いつからDXという言葉が流行り始めたのだろうかと考えると、おそらく経産省がこのようなレポートを出したときからのように思えます。2025年からは急激に労働人口が減るため、それでも事業がサステイナブルな仕組みと状態を作り上げなければいけない。そのためにDigital Transformationをするのだと。

魔術としてのDX

現在の日本はどういう状況であろうか?誤解を恐れず言えばDXを謳うソリューションベンダーに丸投げである。そしてこともあろうに何をどうTransformしたいのか伝えることもない。ばーんと作業効率10,000倍良くしてくれとか、ここの作業員の数を0にしたいとかそういったKPIが出てくればまだマシな方である。たとえ経営層がそれを望んでいても発注するビジネスサイドや情シスサイドが何をどうトランスフォームすればいいかわからなければ、結果、現存のシステムの作り替えになるか、ベンダーの提案に乗ってロクなカスタマイズも行われずに、運用にフィットしない効果の薄いものになってしまう。

----------------

実施する課題 -> DXについての学習テキストのうち、「いつからDXという言葉が流行」から「rmationをするのだと。」までを一字も変えずに書き出してください。

(指示表現による位置指定データ)
----------------

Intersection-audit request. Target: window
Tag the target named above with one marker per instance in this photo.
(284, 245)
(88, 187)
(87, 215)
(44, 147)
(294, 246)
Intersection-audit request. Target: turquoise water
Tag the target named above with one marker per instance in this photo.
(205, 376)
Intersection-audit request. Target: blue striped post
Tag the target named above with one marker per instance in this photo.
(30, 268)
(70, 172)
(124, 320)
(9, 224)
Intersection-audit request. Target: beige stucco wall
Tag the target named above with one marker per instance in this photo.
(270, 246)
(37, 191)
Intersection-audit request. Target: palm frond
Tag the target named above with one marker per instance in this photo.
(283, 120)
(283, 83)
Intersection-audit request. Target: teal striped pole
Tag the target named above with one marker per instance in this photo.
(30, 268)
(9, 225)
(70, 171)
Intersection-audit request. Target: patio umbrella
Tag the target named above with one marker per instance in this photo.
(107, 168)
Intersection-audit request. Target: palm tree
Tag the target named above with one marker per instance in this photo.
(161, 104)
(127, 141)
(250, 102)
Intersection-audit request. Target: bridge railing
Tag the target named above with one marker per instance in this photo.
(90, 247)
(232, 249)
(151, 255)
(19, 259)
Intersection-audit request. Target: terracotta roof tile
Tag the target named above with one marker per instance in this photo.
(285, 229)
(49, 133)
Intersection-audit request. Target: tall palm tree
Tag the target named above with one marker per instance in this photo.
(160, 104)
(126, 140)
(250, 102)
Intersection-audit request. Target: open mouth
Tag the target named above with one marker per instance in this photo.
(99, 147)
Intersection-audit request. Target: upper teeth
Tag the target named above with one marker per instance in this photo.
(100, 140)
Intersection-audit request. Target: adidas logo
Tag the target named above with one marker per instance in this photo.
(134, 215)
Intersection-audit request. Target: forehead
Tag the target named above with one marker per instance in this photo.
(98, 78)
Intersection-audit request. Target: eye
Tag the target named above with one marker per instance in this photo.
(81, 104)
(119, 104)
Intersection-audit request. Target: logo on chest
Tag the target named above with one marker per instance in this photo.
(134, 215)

----------------

課題の解答 ->
いつからDXという言葉が流行り始めたのだろうかと考えると、おそらく経産省がこのようなレポートを出したときからのように思えます。2025年からは急激に労働人口が減るため、それでも事業がサステイナブルな仕組みと状態を作り上げなければいけない。そのためにDigital Transformationをするのだと。